▶ [Written exercise A]: Which lines of the records contain the word "forearm"? Pick out every one and copy it.

▶ [Text excerpt]:
----

The previous chapters provided us with ‘lures’ that need to be recognised, as they constrain our ability to manage uncertainty effectively. These lead to a road map of Project Resilience, as shown in Figure 8.1.

Figure  8.1  A road map towards resilience

Our road map towards achieving these commonly accepted benefits of project management may be slightly odd, different from what one would expect. Your road map, of course, is likely to be very much different from our suggested one. How would it look?

Balancing rule-based and Mindfulness-based project resilience

The strategy many projects adopt to manage uncertainty is to ‘preload’ categories and distinctions that have been identified from past experiences. This is often espoused as a ‘self-evidently correct’ deterministic and probabilistic approach and, indeed, on the face of it makes a lot of sense. Many of us may not even consider another method as this approach is so ‘obvious’. The logic behind such an approach is clear – that resilience can be brought about by minimising the possibility of error as a consequence of fallible human cognition. This is achieved by developing repeatable, codified rules and procedures governing decision-making. The aim is to, as far as possible, ‘automate’ decisions from among a collection of past-informed choices.

Essentially, this orthodox approach to seek resilience is about making the ‘best choice from among available options’. We contend that the alternative is Mindfulness-based resilience, underpinned by the aim ‘to create options’ (Langer 1997, 114). As outlined in the first two chapters of this book, Mindfulness in this context involves people being sensitive to and aware of their environment and conscious of the here-and-now rather than looking to the past (Langer 1989, 1997; Langer and Beard 2014). It is:

What we are not saying is that there is no room at all for orthodox, compliance-focused uncertainty management. Instead, the aim is to develop project capabilities and behaviours that supplement traditional deterministic and probabilistic management approaches by encouraging situated human cognition, where more conventional approaches might not match the problem at hand. In other words, people working in projects are encouraged to complement standard responses with human expertise and judgement.

----

▶ [Input material]:
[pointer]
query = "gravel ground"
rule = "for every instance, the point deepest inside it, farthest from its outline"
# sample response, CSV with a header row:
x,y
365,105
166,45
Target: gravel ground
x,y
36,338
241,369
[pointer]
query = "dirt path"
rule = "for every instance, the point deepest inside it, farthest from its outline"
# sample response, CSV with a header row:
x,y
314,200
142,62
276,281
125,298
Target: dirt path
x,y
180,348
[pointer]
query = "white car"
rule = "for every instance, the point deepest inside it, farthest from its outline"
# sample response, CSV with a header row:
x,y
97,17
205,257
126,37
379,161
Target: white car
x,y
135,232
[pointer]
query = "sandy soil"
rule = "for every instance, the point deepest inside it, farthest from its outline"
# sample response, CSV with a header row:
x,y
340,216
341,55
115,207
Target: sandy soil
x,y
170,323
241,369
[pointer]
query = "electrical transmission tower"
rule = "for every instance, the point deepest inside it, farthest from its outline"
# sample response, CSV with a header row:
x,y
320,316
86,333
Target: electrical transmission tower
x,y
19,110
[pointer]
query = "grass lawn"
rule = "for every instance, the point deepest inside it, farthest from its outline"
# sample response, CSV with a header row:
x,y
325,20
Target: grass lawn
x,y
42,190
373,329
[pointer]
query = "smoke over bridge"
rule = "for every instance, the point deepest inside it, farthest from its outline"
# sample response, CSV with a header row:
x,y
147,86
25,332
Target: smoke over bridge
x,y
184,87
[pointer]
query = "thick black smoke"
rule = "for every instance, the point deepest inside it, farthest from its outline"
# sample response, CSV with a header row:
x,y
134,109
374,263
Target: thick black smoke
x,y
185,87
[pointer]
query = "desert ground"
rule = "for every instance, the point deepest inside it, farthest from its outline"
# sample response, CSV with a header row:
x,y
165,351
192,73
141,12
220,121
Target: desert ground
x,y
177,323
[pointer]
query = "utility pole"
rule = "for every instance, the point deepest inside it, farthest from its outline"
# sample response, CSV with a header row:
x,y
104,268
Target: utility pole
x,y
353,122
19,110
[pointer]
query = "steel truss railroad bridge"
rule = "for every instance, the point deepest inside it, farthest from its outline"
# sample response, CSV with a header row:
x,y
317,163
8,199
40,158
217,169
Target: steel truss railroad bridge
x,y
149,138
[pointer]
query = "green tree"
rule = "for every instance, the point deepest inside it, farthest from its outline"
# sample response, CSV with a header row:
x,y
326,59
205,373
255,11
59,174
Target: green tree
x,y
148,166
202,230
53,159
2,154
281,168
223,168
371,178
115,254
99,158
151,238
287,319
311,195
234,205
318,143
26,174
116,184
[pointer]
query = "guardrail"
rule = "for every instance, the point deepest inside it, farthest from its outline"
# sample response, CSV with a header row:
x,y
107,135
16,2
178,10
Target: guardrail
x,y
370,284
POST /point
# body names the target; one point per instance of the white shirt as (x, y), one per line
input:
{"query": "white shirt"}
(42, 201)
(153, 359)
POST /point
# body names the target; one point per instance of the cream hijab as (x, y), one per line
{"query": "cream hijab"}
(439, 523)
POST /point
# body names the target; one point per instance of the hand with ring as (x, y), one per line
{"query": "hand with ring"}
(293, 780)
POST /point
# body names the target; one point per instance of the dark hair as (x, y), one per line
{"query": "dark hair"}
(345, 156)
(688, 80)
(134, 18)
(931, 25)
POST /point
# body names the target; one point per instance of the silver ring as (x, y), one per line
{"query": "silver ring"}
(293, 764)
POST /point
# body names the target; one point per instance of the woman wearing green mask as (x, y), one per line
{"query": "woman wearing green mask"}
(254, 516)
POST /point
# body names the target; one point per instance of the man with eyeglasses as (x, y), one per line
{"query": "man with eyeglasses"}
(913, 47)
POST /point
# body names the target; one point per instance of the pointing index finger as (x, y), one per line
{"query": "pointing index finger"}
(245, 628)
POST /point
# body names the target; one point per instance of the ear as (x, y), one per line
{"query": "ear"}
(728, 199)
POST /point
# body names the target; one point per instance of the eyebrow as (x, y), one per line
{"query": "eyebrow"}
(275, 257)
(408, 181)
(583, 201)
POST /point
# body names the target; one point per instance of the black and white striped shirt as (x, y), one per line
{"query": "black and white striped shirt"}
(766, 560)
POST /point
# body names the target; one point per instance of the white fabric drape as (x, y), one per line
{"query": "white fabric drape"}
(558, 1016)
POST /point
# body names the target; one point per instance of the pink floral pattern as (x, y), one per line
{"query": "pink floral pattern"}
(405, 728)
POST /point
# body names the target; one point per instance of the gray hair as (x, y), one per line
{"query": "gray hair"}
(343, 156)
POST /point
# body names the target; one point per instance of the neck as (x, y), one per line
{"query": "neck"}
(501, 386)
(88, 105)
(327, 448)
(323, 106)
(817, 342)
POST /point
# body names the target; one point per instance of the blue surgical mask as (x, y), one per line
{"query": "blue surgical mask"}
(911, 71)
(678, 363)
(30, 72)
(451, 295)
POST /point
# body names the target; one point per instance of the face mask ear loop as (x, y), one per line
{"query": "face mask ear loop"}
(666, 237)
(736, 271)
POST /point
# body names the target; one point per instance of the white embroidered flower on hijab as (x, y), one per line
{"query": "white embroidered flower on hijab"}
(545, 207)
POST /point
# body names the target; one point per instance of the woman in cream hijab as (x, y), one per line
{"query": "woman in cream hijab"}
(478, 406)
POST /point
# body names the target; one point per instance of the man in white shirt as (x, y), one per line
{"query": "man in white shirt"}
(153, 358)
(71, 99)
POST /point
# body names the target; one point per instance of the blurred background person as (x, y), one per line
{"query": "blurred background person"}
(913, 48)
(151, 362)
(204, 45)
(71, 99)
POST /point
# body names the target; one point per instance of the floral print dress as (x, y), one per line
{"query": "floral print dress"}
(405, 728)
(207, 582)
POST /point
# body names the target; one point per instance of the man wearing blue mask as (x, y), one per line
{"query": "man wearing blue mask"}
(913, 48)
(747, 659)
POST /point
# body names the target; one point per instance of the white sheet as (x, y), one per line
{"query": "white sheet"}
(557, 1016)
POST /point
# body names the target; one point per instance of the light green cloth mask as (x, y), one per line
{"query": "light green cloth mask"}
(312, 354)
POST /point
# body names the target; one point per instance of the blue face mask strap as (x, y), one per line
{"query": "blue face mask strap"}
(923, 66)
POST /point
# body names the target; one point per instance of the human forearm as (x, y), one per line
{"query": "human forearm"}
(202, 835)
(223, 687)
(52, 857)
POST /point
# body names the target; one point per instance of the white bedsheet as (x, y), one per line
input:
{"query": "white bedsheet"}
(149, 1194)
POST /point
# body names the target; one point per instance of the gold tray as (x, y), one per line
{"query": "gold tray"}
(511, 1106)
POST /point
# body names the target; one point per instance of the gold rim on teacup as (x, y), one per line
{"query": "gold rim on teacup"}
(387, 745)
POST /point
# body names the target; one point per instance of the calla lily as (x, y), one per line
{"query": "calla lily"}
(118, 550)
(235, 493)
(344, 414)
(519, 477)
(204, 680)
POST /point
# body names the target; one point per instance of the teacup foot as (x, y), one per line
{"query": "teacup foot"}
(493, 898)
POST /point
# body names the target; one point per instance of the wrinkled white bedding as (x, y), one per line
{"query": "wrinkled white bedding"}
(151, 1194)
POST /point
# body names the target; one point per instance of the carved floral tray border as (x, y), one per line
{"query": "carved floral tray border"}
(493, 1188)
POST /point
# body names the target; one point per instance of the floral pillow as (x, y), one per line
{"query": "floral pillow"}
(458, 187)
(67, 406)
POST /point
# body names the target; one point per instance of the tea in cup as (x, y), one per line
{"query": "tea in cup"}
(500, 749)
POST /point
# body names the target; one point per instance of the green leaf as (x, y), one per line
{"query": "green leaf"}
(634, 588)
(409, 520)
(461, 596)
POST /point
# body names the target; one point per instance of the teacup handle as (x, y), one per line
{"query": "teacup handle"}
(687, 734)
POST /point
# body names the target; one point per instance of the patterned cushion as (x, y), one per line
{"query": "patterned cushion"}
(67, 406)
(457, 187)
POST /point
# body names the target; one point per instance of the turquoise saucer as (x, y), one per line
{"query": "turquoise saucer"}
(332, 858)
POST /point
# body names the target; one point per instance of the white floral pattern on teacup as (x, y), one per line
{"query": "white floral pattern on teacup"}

----

▶ [Written exercise B]: Could you continue the project resilience text from its last sentence onward?

▶ [Exercise answer A]:
# body names the target; one point per instance of the human forearm as (x, y), one per line
{"query": "human forearm"}

▶ [Exercise answer B]:
While we have advocated the role of mindful capabilities in facilitating positive project outcomes in uncertain environments, these need to be balanced with rule-based management. This could lead to potential tensions between the application of the two approaches. This raises an important question. If project practitioners are to act in a more mindful way when delivering their projects, how might this balance the need for both rule-based and Mindfulness-based management of uncertainty?

We identified five distinct ways of working which we were able to refine into models (or modes) of operation. We labelled these models respectively as Rule-based, Entrepreneurial, Infusion, Just-in-time, and Recovery .

Rule-based

The Rule-based approach is one of post-incident structural interdependence (across units) and temporal sequentiality (one after the other). It provides the advantage of efficient automation to an incident; pre-loaded responses are automatically activated once an incident is detected. The primary tension with this mode is one of switching from an automated response to one of Mindfulness if and when an automated response is not sufficient to tackle the incident as it develops. This often involves an escalation of the problem up the hierarchy of the project and the attendant issues that arise from such escalation, such as time lag and dodging of accountability. This is because we may lack the readiness, in terms of a repertoire of responses, to deal with problems that were not pre-planned, or to which existing frameworks do not provide an answer.

There may well be projects out there that are certain. In other words, one can predict and manage aleatoric uncertainty (risk), and foreknowledge is a sufficient basis for confidence in how the project will unfold. We can expect a minimal deviation from the plan; the goals are fixed and will not be challenged by internal or external influences. Stakeholders are predictable and amenable to the project objectives.

In this somewhat idealistic environment, the ‘traditionally viewed’ way of project management can − and should − be applied. The tools and techniques of the profession will serve well. The underlying premise is that pre-loaded plans and principles will sufficiently accommodate any form of adversity. Rule-based management as a pure form of planning and control is the dominant doctrine.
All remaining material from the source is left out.